Your assignment: Nothing in the records may be changed; reproduce all of them.

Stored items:
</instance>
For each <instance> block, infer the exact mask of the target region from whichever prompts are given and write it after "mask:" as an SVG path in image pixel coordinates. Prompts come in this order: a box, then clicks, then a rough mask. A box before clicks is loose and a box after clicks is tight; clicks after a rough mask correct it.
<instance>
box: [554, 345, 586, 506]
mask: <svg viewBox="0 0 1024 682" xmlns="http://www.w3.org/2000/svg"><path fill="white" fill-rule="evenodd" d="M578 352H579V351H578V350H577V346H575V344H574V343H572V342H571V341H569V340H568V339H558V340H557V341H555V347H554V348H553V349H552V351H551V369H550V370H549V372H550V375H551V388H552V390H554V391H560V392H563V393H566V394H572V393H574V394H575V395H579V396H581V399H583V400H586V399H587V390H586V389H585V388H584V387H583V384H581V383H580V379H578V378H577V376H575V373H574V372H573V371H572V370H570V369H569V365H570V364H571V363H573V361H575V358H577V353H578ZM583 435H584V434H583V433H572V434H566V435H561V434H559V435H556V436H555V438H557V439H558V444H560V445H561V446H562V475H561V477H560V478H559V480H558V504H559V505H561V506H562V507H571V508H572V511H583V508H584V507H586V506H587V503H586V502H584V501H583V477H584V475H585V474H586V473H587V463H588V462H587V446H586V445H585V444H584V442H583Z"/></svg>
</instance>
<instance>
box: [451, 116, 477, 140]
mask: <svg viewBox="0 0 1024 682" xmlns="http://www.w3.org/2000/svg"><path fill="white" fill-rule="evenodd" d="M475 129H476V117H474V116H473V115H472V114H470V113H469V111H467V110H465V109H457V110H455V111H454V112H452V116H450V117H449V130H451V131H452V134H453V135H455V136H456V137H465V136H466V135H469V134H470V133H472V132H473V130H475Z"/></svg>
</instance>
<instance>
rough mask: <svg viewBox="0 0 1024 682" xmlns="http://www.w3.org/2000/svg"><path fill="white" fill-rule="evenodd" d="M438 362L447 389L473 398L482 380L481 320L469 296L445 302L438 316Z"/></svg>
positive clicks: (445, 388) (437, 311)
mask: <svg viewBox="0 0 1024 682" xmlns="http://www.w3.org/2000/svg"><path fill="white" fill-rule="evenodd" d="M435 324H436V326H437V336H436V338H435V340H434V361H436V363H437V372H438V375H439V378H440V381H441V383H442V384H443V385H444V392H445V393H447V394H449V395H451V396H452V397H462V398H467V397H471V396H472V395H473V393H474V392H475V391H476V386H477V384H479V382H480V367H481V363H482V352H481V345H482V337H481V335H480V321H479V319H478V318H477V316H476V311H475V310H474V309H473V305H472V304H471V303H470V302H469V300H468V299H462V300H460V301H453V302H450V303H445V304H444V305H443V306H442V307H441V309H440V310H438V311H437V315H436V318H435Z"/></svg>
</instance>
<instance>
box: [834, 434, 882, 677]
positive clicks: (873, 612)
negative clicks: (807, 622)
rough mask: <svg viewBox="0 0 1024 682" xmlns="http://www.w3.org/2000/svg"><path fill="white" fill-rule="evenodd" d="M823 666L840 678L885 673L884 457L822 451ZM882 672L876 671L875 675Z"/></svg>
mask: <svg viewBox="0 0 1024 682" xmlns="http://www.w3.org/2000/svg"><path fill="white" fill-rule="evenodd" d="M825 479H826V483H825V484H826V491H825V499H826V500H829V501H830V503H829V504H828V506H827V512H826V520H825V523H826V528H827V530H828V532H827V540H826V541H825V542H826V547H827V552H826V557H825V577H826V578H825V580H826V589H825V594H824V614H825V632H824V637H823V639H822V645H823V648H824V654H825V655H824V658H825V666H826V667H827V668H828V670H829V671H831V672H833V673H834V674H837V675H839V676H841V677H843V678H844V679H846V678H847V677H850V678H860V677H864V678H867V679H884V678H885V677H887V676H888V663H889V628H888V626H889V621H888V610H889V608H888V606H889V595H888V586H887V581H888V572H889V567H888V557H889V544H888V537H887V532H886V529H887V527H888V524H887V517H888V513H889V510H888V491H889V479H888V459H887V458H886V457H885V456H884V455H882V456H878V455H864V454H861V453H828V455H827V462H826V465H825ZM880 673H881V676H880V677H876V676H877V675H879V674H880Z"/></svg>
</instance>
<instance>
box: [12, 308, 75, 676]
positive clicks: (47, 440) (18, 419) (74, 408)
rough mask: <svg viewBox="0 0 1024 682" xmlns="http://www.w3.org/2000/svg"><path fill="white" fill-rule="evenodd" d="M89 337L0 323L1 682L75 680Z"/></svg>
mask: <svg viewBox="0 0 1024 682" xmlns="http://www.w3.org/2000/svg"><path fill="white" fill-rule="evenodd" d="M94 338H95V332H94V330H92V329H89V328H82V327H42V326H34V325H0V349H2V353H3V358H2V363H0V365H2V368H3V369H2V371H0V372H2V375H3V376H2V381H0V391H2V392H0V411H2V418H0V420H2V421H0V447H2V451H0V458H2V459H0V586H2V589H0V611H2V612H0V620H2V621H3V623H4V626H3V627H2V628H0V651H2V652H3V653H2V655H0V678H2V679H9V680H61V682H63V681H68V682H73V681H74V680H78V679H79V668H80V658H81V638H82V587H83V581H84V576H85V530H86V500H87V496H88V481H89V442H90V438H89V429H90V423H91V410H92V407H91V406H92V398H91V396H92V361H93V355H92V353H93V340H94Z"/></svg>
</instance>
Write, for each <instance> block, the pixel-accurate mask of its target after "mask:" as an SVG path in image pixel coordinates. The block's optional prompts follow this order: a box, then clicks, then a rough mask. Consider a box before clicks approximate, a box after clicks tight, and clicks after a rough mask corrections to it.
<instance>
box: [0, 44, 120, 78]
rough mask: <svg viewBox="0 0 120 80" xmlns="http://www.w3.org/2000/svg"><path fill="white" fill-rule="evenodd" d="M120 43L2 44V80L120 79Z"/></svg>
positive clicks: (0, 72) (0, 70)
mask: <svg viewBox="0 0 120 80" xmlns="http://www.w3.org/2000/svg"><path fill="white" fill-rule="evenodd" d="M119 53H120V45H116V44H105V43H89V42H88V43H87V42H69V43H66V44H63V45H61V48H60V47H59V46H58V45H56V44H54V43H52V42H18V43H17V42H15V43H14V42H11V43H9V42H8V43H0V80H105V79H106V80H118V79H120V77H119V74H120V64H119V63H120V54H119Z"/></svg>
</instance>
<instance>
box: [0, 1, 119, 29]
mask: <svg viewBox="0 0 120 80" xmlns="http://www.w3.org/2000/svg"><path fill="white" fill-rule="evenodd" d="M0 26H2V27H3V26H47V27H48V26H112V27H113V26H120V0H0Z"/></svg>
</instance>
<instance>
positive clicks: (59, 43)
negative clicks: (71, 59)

Worked solution:
</instance>
For each <instance> block, infer the exact mask of the target region from whichever prompts are given and write it after "mask:" as an SVG path in image pixel coordinates. Prompts come in this order: a box, then clicks, then a rough mask. A box before clicks is loose and a box after clicks is tight; clicks after a rough mask correct it.
<instance>
box: [554, 345, 586, 506]
mask: <svg viewBox="0 0 1024 682" xmlns="http://www.w3.org/2000/svg"><path fill="white" fill-rule="evenodd" d="M578 352H579V351H578V350H577V346H575V344H574V343H572V342H571V341H569V340H568V339H558V340H557V341H555V347H554V348H553V349H552V351H551V369H550V370H549V372H550V375H551V388H552V390H554V391H560V392H563V393H566V394H572V393H574V394H575V395H579V396H581V399H583V400H586V399H587V390H586V389H585V388H584V387H583V384H581V383H580V379H578V378H577V376H575V373H574V372H573V371H572V370H570V369H569V365H570V364H571V363H573V361H575V358H577V353H578ZM583 435H584V434H583V433H572V434H566V435H561V434H559V435H556V436H555V438H557V439H558V444H560V445H561V446H562V475H561V477H560V478H559V480H558V504H559V505H561V506H562V507H571V508H572V511H583V508H584V507H586V506H587V503H586V502H584V501H583V477H584V475H585V474H586V473H587V463H588V462H587V446H586V445H585V444H584V442H583Z"/></svg>
</instance>
<instance>
box: [451, 116, 477, 140]
mask: <svg viewBox="0 0 1024 682" xmlns="http://www.w3.org/2000/svg"><path fill="white" fill-rule="evenodd" d="M475 129H476V117H474V116H473V115H472V114H470V113H469V111H467V110H465V109H457V110H455V111H454V112H452V116H450V117H449V130H451V131H452V134H453V135H455V136H456V137H465V136H466V135H469V134H470V133H472V132H473V130H475Z"/></svg>
</instance>
<instance>
rough mask: <svg viewBox="0 0 1024 682" xmlns="http://www.w3.org/2000/svg"><path fill="white" fill-rule="evenodd" d="M438 362L447 389L473 398L482 380L481 320L469 296L445 302L438 316Z"/></svg>
positive clicks: (445, 388) (437, 311)
mask: <svg viewBox="0 0 1024 682" xmlns="http://www.w3.org/2000/svg"><path fill="white" fill-rule="evenodd" d="M435 324H436V326H437V336H436V338H435V340H434V361H436V363H437V372H438V375H439V378H440V381H441V383H442V384H443V385H444V392H445V393H447V394H449V395H451V396H452V397H462V398H467V397H471V396H472V395H473V393H474V392H475V391H476V386H477V384H479V382H480V367H481V363H482V352H481V345H482V337H481V335H480V321H479V319H478V318H477V316H476V311H475V310H474V309H473V305H472V304H471V303H470V302H469V300H468V299H462V300H460V301H453V302H450V303H445V304H444V305H443V306H442V307H441V309H440V310H438V311H437V315H436V318H435Z"/></svg>
</instance>
<instance>
box: [834, 434, 882, 677]
positive clicks: (873, 612)
negative clicks: (807, 622)
rough mask: <svg viewBox="0 0 1024 682" xmlns="http://www.w3.org/2000/svg"><path fill="white" fill-rule="evenodd" d="M823 666L840 678L885 673L884 457L822 451ZM882 672L876 671L875 675Z"/></svg>
mask: <svg viewBox="0 0 1024 682" xmlns="http://www.w3.org/2000/svg"><path fill="white" fill-rule="evenodd" d="M825 479H826V483H825V484H826V491H825V499H826V500H829V501H830V503H829V504H828V506H827V512H826V520H825V523H826V528H827V530H828V532H827V540H826V541H825V542H826V547H827V552H826V557H825V577H826V578H825V580H826V589H825V594H824V614H825V632H824V637H823V639H822V645H823V648H824V654H825V655H824V658H825V666H826V667H827V668H828V670H829V671H831V672H833V673H834V674H837V675H839V676H841V677H843V678H844V679H846V678H847V677H850V678H860V677H864V678H867V679H884V678H885V677H887V676H888V663H889V628H888V626H889V621H888V610H889V608H888V606H889V595H888V586H887V581H888V572H889V567H888V557H889V544H888V537H887V532H886V529H887V527H888V524H887V517H888V513H889V510H888V491H889V479H888V459H887V458H886V457H885V456H884V455H882V456H878V455H864V454H861V453H828V455H827V462H826V465H825ZM880 673H881V676H880V677H876V676H877V675H879V674H880Z"/></svg>
</instance>
<instance>
box: [12, 308, 75, 676]
positive clicks: (47, 440) (18, 419) (74, 408)
rough mask: <svg viewBox="0 0 1024 682" xmlns="http://www.w3.org/2000/svg"><path fill="white" fill-rule="evenodd" d="M89 337L0 323L1 682L75 680Z"/></svg>
mask: <svg viewBox="0 0 1024 682" xmlns="http://www.w3.org/2000/svg"><path fill="white" fill-rule="evenodd" d="M94 338H95V332H94V330H92V329H89V328H82V327H42V326H34V325H0V349H2V353H3V358H2V363H0V365H2V368H3V369H2V371H0V372H2V375H3V376H2V381H0V391H2V392H0V411H2V418H0V420H2V421H0V447H2V451H0V458H2V459H0V586H2V589H0V611H2V612H0V620H2V621H3V623H4V626H3V627H2V628H0V651H2V652H3V653H2V655H0V678H2V679H9V680H61V682H63V681H68V682H73V681H74V680H78V679H79V668H80V658H81V638H82V587H83V581H84V576H85V530H86V500H87V496H88V481H89V442H90V438H89V429H90V423H91V410H92V407H91V406H92V398H91V396H92V361H93V355H92V353H93V340H94Z"/></svg>
</instance>
Write, for each <instance> block, the pixel-accurate mask of its target after "mask:" as an SVG path in image pixel coordinates. The block's optional prompts follow this order: a box, then clicks, then a rough mask. Consider a box before clicks approximate, a box after clicks tight, and clicks after a rough mask corrections to it.
<instance>
box: [0, 44, 120, 78]
rough mask: <svg viewBox="0 0 120 80" xmlns="http://www.w3.org/2000/svg"><path fill="white" fill-rule="evenodd" d="M120 43L2 44V80L120 79Z"/></svg>
positive clicks: (0, 72) (0, 70)
mask: <svg viewBox="0 0 120 80" xmlns="http://www.w3.org/2000/svg"><path fill="white" fill-rule="evenodd" d="M119 53H120V45H116V44H105V43H89V42H88V43H87V42H69V43H66V44H63V45H61V48H60V47H59V46H58V45H56V44H54V43H52V42H18V43H17V42H15V43H14V42H11V43H9V42H8V43H0V80H105V79H106V80H118V79H120V77H119V74H120V64H119V63H120V54H119Z"/></svg>
</instance>
<instance>
box: [0, 1, 119, 29]
mask: <svg viewBox="0 0 120 80" xmlns="http://www.w3.org/2000/svg"><path fill="white" fill-rule="evenodd" d="M0 26H2V27H3V26H47V27H48V26H112V27H113V26H120V0H0Z"/></svg>
</instance>
<instance>
positive clicks: (59, 43)
negative clicks: (71, 59)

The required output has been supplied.